§ **Data items**:
______

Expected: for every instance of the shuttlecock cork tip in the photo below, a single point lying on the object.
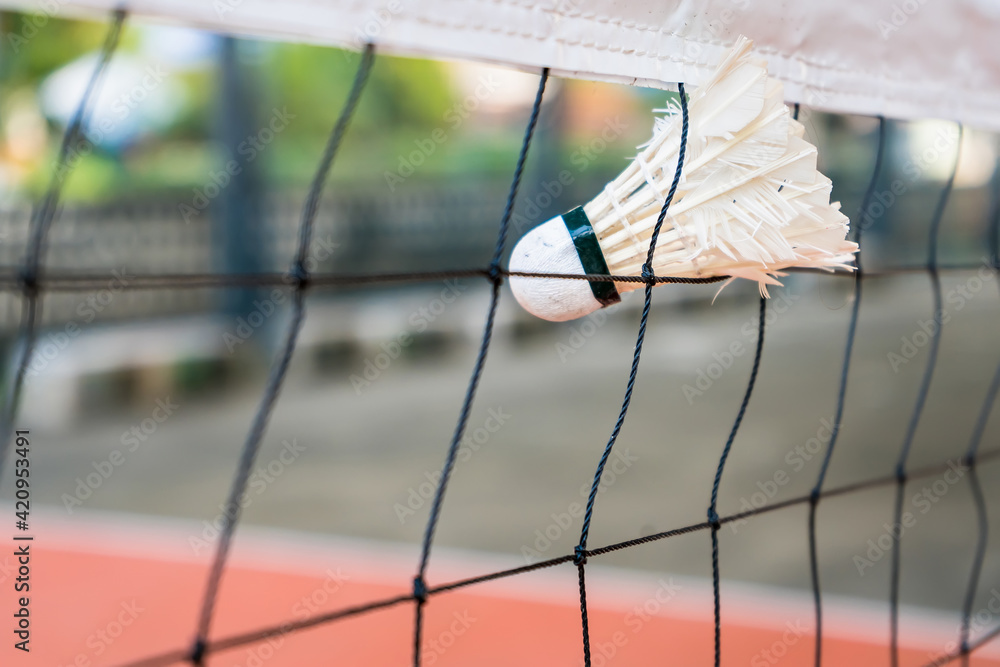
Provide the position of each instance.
(550, 248)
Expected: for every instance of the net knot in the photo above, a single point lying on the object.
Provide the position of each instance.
(648, 276)
(495, 274)
(420, 589)
(198, 651)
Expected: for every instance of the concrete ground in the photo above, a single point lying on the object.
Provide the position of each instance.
(356, 462)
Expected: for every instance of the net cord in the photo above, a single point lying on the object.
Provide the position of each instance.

______

§ **SET PROBLEM**:
Lay out the entries from the line containing "Expected: for every instance of the concrete" through the end of the entries as a JSON list of strings, with one string per line and blank lines omitted.

§ **EXPECTED OUTPUT**:
[
  "Expected: for every instance of the concrete ground in the photo above, a single point lying on the object.",
  "Provide the position of each instance.",
  "(356, 462)",
  "Expected: for every instance of the net cord in the photo above, a single point lying on the object.",
  "Provide the position of each instance."
]